** begin **

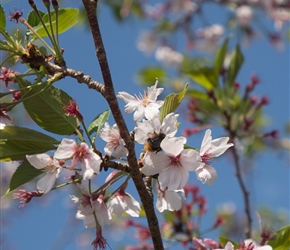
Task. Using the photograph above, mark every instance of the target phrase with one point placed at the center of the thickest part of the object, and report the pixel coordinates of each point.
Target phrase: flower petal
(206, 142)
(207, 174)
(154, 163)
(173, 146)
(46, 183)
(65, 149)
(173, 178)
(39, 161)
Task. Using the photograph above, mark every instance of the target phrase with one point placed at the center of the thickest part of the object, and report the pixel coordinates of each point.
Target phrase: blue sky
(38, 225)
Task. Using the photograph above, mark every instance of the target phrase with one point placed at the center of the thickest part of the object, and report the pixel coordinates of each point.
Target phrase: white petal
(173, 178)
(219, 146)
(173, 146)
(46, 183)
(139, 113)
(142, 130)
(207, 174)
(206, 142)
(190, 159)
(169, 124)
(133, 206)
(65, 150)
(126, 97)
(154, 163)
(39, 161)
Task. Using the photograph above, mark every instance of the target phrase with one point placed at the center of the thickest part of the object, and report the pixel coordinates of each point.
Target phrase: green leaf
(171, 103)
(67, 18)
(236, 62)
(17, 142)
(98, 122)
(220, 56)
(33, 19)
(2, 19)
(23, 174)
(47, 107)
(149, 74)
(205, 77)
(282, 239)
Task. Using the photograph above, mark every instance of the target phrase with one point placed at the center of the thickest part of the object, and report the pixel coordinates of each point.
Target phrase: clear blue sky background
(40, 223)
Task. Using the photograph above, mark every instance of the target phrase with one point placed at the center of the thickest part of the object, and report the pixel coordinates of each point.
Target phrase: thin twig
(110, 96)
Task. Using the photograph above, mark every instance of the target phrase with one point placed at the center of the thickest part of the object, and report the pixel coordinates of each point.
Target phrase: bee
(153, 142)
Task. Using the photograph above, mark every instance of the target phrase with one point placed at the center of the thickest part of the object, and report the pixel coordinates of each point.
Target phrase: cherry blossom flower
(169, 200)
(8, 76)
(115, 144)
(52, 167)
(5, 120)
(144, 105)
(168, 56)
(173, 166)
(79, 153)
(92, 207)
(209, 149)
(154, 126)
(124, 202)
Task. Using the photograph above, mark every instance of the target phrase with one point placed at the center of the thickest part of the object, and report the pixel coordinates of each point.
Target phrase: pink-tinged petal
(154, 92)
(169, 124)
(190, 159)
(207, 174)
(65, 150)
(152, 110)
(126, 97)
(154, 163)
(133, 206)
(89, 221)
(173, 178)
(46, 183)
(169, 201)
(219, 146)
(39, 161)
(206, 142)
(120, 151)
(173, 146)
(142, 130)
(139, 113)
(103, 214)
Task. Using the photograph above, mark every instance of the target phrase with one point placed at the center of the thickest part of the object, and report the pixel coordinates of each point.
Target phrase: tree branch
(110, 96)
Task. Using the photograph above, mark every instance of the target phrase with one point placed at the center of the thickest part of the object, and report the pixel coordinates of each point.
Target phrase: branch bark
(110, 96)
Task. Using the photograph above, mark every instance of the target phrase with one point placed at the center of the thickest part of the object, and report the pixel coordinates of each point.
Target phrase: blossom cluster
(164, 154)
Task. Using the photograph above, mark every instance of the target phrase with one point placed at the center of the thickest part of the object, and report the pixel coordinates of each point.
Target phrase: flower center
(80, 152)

** end **

» SHORT TASK: Restate the entire listing word for word, excluding pictures.

» RESULT FOR THIS EXERCISE:
Task. Using the photograph above, mark every instance of the target phrase with one point placed at the center of the thickest part of the object, and report the pixel coordinates of each point.
Target phrase: flower petal
(206, 142)
(207, 174)
(154, 163)
(173, 146)
(46, 183)
(65, 149)
(173, 178)
(39, 161)
Task. Using the photograph above, mark every instance of the target phrase with one point placed at the center of the thickest part of the object, and report the pixel coordinates of each point.
Target phrase: blue sky
(38, 225)
Task. Using the photograph above, mark every instance of the target phrase with one point placed at the center of the thickest part of the object, and report the pixel coordinates of each point.
Target phrase: white petal
(173, 178)
(219, 146)
(173, 146)
(46, 183)
(139, 113)
(142, 130)
(207, 174)
(206, 142)
(190, 159)
(169, 124)
(133, 206)
(65, 150)
(126, 97)
(154, 163)
(39, 161)
Task. Using the photograph above, mark every instance of the target phrase with one point placed at the center of the thickest part of the object, and report the pixel coordinates of each point.
Target phrase: green leaf
(171, 103)
(67, 18)
(236, 62)
(17, 142)
(98, 122)
(220, 56)
(33, 19)
(2, 19)
(23, 174)
(47, 107)
(149, 74)
(205, 77)
(282, 239)
Task. Using the photograph above, mark every instance of the target phrase with one point placed at the center of the thickest part of the object, and report the pixel coordinates of each point.
Target phrase: clear blue sky background
(40, 223)
Task. Using the photograph above, mark every instance of the target phrase with one point placed at the center of the thickest part of the object, and report the pixel coordinates of each point.
Target phrase: thin twig
(110, 96)
Task. Using the photograph above, mark every instance of the target phrase with one point placed at the center of the thickest part of the object, and report the pixel coordinates of each point.
Target phrase: bee
(153, 142)
Task. Using the photograph above, mark every instance of the target phrase with one point placed at the center of the thickest part of the object, and report the pixel coordinates of each point.
Target phrase: cherry blossom flower
(169, 200)
(8, 76)
(115, 144)
(52, 167)
(5, 120)
(144, 105)
(168, 56)
(173, 166)
(79, 153)
(92, 207)
(209, 149)
(154, 126)
(124, 202)
Task. Using the photograph above, mark every instance of the target phrase with one point placed at the center of the thickest part of the object, and report the pixel coordinates of each point.
Target phrase: pink-tinged petal
(154, 92)
(169, 124)
(190, 159)
(207, 174)
(65, 150)
(152, 110)
(126, 97)
(154, 163)
(133, 206)
(89, 221)
(173, 178)
(46, 183)
(169, 201)
(219, 146)
(39, 161)
(206, 142)
(120, 151)
(173, 146)
(142, 130)
(139, 113)
(103, 214)
Task. Using the photograph above, mark every instance of the target phrase with one point placed at the center of the thickest part of the object, and report the pixel coordinates of each point.
Target phrase: tree branch
(110, 96)
Task. Using the photograph above, mark every instance of the target phrase with one point placed at the center of the thickest part of the object, and report the pixel coordinates of each point.
Target phrase: branch bark
(110, 96)
Task. Using the photograph above, mark every instance of the target phrase with one point placed at the center of the thickest part of the object, and report the pixel coordinates of each point.
Target phrase: blossom cluster
(164, 154)
Task. Using the photograph above, mark every instance of the target phrase with one point placed at the center of the thickest part of the object, and report the pixel coordinates of each point.
Target phrase: flower center
(80, 152)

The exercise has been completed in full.